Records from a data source
-- -- --

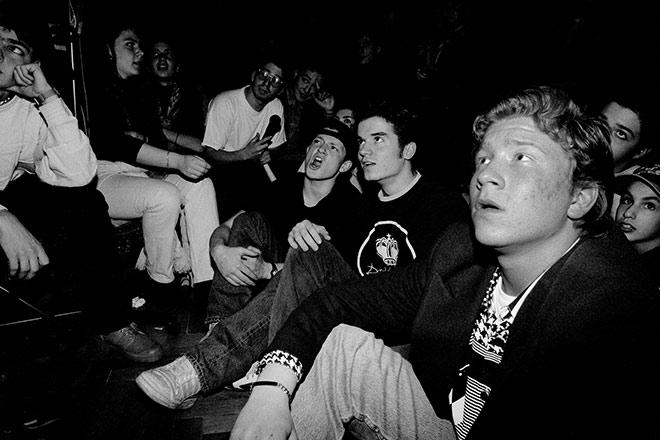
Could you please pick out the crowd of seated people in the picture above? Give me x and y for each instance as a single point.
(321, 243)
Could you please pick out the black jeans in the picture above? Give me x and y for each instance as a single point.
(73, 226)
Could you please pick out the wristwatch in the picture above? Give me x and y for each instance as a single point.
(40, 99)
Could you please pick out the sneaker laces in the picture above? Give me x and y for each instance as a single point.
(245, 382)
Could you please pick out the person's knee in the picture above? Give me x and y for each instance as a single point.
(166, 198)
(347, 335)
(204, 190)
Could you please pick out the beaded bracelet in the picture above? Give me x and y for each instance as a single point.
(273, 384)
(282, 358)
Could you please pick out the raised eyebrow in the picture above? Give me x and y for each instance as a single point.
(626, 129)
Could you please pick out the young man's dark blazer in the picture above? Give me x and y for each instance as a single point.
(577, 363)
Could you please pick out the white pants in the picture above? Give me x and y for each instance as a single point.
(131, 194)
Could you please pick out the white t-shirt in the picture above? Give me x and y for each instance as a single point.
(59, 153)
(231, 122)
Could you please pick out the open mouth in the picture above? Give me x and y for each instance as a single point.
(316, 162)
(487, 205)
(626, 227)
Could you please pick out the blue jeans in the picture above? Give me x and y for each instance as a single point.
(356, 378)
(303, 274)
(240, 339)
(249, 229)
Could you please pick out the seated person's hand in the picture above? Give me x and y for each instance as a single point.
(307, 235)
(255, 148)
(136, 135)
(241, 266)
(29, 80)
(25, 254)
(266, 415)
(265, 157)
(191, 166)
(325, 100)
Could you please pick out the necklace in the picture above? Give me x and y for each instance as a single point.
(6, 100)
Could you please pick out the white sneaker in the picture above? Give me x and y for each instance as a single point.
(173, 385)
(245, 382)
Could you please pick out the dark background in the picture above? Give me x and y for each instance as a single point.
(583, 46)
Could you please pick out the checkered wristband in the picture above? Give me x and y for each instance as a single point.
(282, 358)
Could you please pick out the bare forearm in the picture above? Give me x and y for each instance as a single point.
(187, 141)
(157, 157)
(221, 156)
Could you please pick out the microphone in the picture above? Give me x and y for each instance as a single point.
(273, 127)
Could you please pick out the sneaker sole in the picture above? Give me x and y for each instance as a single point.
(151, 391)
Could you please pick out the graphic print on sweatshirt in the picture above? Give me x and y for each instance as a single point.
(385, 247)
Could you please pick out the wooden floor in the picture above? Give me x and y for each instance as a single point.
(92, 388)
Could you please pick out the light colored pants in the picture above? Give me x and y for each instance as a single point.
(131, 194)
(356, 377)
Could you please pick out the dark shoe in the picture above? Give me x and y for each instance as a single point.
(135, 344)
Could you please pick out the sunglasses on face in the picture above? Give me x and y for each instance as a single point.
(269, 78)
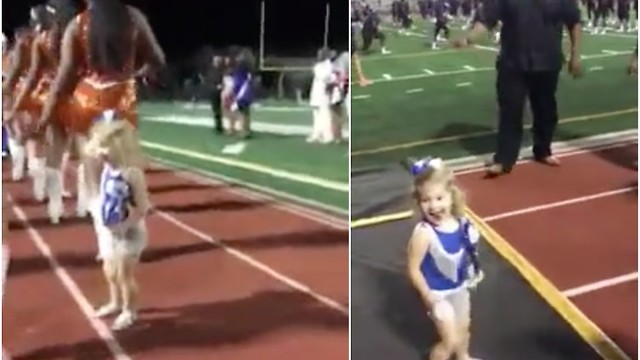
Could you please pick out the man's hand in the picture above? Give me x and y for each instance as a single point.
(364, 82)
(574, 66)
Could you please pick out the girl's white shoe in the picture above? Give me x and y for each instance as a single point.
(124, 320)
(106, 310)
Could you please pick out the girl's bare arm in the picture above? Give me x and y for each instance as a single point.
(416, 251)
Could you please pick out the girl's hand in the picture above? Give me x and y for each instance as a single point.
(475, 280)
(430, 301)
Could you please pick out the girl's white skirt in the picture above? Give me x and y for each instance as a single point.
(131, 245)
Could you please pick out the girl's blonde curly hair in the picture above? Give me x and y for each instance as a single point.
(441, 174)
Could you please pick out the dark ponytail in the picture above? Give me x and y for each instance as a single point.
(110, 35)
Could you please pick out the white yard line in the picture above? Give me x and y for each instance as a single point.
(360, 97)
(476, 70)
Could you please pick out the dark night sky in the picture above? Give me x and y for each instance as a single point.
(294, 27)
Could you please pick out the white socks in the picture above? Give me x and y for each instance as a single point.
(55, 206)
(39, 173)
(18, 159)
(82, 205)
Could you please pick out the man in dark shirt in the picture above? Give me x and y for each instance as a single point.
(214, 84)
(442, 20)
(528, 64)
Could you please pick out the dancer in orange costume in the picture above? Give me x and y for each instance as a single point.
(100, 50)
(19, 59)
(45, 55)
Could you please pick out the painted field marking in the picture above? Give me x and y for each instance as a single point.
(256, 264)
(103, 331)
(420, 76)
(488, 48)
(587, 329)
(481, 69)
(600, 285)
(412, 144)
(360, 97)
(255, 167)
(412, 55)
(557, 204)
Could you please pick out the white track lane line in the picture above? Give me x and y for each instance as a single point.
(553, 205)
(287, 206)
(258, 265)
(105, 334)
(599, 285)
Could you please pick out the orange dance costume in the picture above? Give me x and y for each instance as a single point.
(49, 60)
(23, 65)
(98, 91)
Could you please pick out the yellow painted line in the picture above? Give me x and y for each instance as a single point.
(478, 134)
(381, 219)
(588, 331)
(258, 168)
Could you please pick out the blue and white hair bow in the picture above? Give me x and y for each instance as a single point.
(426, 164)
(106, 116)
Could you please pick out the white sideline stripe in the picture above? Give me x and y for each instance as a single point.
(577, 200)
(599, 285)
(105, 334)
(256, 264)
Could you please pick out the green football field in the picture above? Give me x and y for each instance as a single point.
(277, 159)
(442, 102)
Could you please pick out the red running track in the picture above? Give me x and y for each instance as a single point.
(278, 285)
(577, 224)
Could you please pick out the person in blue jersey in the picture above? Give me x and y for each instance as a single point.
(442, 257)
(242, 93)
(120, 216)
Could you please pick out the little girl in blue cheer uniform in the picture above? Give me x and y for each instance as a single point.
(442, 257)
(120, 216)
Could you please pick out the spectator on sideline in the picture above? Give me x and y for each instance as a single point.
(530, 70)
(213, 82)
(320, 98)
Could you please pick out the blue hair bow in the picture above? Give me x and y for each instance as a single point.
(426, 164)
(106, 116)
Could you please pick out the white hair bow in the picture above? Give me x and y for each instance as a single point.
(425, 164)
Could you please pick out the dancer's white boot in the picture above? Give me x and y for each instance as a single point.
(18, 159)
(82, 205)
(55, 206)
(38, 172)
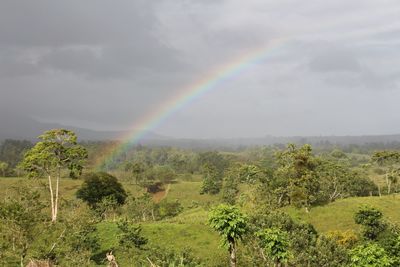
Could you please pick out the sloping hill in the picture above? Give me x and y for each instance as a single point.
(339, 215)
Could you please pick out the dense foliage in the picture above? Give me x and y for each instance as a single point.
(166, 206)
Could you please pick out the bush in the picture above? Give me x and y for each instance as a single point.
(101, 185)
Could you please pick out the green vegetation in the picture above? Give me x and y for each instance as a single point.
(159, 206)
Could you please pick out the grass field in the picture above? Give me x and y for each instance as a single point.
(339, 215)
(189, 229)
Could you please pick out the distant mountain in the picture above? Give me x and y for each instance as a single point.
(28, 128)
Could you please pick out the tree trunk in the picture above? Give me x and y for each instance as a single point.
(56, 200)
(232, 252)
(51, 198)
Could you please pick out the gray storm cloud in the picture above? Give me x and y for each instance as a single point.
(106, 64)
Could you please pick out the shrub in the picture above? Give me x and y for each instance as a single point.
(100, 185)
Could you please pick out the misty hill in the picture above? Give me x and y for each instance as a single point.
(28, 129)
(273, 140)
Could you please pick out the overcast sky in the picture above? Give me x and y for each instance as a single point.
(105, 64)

-- -- --

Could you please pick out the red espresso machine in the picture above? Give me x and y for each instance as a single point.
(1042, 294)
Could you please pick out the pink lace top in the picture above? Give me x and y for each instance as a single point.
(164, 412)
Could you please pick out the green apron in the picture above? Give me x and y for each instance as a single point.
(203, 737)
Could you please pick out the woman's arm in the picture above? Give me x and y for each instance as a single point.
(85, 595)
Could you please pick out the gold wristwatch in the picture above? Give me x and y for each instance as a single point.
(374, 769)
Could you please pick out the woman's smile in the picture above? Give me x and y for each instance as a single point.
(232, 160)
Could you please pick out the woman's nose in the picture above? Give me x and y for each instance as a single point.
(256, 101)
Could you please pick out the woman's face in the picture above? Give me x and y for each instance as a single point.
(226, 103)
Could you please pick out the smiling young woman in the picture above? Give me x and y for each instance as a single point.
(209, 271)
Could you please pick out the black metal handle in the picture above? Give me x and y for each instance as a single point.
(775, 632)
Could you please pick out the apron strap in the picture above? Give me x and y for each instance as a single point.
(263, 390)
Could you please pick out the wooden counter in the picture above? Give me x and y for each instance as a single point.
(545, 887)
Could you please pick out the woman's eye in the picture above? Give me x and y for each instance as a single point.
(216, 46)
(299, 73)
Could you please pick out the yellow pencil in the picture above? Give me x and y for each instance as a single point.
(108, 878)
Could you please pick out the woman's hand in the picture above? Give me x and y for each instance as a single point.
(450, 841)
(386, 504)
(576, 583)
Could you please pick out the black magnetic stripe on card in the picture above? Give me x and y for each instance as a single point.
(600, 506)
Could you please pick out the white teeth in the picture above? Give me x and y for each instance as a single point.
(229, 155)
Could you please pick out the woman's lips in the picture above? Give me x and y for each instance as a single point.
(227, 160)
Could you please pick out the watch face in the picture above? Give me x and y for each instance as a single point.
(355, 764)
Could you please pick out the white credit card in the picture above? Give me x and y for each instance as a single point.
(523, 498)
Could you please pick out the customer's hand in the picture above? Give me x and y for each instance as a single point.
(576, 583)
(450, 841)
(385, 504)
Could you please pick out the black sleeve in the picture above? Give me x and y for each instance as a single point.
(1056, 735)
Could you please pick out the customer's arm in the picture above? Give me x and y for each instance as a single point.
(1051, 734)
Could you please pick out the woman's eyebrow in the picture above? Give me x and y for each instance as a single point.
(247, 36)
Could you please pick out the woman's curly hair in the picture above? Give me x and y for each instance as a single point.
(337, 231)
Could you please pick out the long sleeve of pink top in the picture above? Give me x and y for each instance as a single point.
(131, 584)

-- -- --

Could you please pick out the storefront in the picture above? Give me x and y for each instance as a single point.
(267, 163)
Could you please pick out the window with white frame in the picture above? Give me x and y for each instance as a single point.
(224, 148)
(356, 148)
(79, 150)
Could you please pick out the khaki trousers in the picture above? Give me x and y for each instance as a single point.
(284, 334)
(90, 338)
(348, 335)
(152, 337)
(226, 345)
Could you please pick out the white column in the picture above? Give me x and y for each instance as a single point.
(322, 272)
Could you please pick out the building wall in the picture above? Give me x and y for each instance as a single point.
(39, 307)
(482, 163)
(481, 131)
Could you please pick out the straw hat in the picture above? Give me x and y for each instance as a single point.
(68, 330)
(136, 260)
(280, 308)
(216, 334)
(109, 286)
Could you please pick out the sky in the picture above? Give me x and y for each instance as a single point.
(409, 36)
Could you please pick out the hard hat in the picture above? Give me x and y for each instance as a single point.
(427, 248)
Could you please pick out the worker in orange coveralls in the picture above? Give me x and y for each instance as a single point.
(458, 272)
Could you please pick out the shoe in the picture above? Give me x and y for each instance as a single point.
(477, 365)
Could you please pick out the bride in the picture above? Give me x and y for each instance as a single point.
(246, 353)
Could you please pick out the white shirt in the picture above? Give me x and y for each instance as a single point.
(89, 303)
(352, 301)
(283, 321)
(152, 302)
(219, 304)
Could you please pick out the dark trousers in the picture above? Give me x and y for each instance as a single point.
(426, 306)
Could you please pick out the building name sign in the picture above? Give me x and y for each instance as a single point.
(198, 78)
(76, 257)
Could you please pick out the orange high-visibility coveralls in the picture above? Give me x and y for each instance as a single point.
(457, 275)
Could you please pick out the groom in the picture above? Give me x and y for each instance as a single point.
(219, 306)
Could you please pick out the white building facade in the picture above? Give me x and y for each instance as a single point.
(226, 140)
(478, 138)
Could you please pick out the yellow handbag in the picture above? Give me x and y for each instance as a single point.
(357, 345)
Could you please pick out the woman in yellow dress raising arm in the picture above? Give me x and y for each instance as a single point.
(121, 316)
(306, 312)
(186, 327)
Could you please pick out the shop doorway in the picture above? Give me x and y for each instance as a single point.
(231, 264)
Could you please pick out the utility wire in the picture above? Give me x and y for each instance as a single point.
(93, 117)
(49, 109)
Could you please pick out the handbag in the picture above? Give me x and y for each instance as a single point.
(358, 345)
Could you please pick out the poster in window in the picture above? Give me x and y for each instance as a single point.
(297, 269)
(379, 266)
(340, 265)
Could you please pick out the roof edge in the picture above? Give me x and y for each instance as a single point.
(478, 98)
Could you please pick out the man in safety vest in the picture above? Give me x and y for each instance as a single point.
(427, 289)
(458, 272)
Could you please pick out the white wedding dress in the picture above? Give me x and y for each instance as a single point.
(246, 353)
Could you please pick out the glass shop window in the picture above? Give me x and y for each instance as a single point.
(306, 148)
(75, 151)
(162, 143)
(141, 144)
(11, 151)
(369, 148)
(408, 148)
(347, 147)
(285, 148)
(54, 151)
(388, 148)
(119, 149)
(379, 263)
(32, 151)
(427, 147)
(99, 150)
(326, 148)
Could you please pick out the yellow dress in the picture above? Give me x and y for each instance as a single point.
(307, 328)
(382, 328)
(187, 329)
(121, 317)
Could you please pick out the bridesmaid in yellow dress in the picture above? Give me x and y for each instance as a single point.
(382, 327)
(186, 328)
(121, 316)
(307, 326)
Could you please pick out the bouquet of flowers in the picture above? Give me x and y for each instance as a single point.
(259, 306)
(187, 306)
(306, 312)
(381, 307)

-- -- --

- **Goal of the exercise**: Please repeat the stretch of the listing from the line containing "Could you please pick out the customer's hand" through the line containing "(1051, 734)", including both of those lines and copying each one unchanged.

- **Written solution**:
Could you please pick out the customer's hand in the picture above? Give me x and y for each instance as a single point.
(576, 583)
(450, 841)
(385, 504)
Could you please pick out the black sleeve in the picture above? Give me x and y for each instance as a single point.
(1056, 735)
Could you please pick out the customer's arm in the picture above? Give me x and y for each instance as a single point.
(1051, 734)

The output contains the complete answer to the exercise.